** Start of STORED DATA **

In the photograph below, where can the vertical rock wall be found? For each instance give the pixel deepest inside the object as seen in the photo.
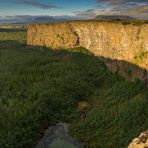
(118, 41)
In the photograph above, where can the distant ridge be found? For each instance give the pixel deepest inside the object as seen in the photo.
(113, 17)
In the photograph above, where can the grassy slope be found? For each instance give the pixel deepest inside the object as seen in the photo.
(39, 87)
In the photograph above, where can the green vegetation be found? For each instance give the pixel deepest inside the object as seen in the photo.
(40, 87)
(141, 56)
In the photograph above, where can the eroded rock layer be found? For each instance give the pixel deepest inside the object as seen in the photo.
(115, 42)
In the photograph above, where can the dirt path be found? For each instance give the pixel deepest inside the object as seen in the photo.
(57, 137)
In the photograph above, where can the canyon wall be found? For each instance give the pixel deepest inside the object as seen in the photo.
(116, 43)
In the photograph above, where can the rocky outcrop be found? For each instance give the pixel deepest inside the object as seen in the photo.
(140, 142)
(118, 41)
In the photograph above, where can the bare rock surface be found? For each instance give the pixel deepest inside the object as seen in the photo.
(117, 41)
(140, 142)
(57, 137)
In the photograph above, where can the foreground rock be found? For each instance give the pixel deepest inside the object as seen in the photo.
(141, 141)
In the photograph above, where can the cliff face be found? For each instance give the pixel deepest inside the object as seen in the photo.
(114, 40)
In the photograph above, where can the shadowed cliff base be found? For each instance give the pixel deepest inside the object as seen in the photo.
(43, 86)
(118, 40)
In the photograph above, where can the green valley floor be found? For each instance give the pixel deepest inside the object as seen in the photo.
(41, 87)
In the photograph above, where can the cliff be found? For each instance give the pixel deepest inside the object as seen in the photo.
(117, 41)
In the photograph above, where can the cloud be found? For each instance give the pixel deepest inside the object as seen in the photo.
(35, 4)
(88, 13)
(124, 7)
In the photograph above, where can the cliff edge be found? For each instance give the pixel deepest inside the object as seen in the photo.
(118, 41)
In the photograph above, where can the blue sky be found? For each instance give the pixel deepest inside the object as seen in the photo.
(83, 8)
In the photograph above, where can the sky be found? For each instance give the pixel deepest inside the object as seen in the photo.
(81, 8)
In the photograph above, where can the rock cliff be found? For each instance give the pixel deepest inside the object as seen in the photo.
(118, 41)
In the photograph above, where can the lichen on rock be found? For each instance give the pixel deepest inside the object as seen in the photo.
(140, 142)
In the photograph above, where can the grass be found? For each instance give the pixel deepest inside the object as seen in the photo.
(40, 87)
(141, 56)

** End of STORED DATA **
** Start of STORED DATA **

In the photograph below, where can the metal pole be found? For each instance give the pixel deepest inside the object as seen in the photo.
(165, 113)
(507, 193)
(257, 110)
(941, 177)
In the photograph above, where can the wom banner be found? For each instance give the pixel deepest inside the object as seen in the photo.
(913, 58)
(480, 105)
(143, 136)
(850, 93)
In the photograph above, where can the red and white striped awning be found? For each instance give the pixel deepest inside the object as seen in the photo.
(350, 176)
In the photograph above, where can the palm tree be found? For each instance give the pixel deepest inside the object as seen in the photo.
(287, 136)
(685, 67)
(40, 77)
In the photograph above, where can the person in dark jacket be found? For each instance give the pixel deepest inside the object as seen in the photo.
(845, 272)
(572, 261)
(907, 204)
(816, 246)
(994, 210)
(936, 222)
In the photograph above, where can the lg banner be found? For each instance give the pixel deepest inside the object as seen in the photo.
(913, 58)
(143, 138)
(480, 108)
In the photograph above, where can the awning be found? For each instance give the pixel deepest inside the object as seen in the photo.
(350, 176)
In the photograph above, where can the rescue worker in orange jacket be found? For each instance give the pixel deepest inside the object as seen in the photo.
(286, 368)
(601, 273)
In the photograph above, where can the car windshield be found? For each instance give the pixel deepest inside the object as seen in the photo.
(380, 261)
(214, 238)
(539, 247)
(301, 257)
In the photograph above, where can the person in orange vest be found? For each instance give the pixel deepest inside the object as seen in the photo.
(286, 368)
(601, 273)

** End of STORED DATA **
** Start of STORED DATA **

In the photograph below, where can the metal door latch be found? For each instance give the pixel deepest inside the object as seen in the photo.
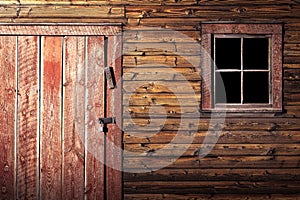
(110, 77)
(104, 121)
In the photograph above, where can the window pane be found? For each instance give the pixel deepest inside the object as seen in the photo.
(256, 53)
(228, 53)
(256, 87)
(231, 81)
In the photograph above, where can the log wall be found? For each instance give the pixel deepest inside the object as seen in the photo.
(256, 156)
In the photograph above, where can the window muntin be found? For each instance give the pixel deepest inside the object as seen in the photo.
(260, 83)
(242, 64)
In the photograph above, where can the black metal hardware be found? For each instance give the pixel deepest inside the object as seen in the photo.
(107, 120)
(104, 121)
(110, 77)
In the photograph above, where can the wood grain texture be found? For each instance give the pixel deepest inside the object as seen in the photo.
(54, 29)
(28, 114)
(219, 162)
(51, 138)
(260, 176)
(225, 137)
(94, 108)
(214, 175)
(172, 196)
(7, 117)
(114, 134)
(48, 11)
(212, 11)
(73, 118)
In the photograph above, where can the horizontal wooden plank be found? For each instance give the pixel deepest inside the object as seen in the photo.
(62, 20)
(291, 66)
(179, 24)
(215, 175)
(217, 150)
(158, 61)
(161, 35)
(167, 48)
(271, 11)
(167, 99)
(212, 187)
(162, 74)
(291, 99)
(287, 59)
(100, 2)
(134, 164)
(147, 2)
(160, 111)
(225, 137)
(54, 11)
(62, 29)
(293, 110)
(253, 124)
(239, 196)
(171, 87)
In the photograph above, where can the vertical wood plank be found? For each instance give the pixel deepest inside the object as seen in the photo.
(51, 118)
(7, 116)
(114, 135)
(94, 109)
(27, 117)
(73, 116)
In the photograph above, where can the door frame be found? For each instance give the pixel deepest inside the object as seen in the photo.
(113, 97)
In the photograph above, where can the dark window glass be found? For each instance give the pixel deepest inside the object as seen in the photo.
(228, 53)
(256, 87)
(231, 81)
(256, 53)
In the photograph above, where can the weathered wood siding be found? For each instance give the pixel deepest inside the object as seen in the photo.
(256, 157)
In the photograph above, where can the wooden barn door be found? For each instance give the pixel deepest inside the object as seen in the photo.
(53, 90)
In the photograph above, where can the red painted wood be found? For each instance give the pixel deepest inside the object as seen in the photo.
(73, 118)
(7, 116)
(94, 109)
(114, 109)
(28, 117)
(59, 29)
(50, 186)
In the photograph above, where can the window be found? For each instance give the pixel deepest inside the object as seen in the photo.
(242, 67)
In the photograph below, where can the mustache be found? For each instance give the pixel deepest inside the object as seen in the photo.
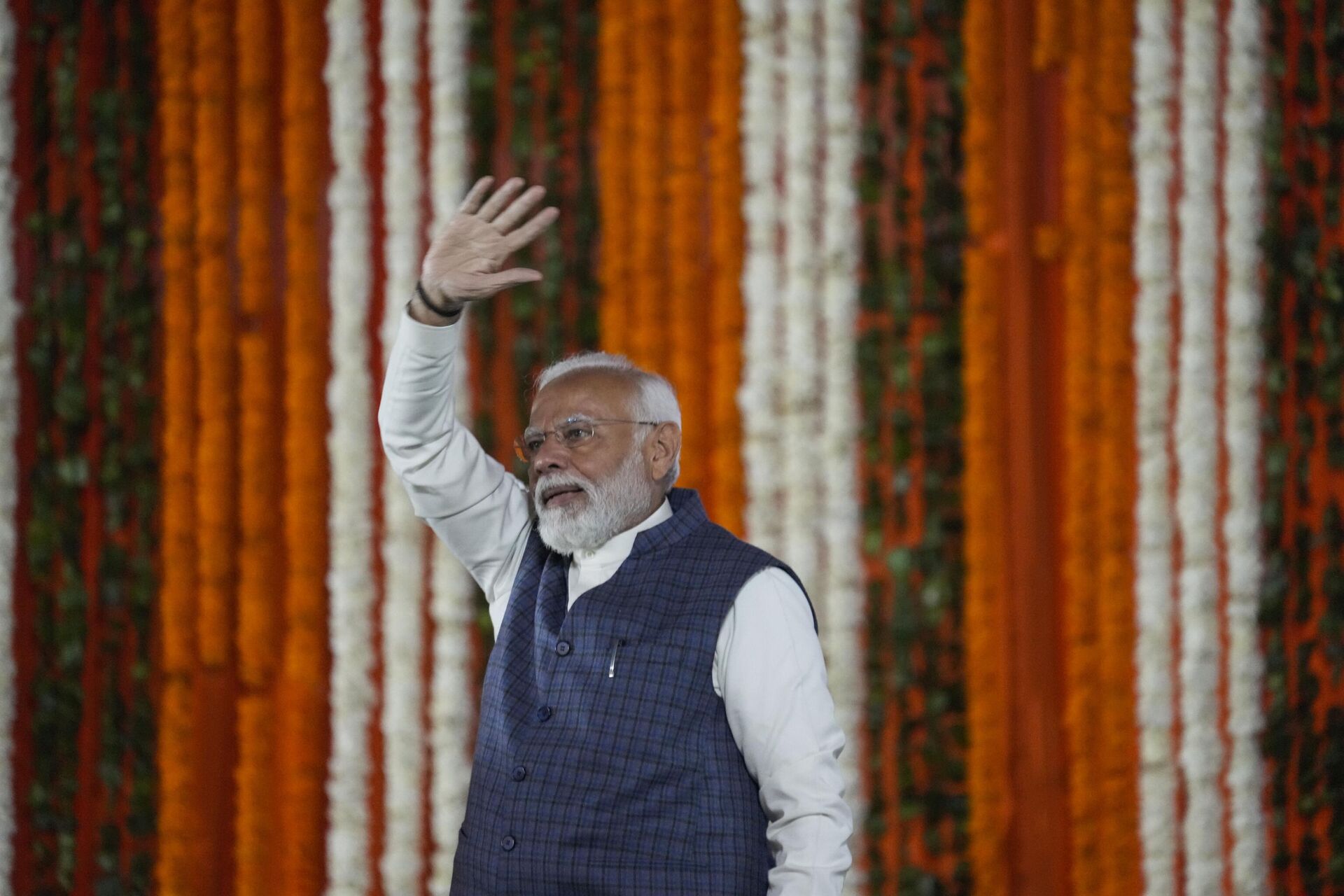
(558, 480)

** End of STORED DATA **

WRITTEN PROBLEM: Report each line in the rows above that contains the word "dark", copying every such line in full.

EXERCISE SOLUTION:
In the photograph above, where can the person in dark jacket be found? For each instance give the pixel deepest inside the object as seen in the photo.
In the photograph above, where can the dark window glass be found? For each instance give the pixel deepest inside the object as seen in the photo.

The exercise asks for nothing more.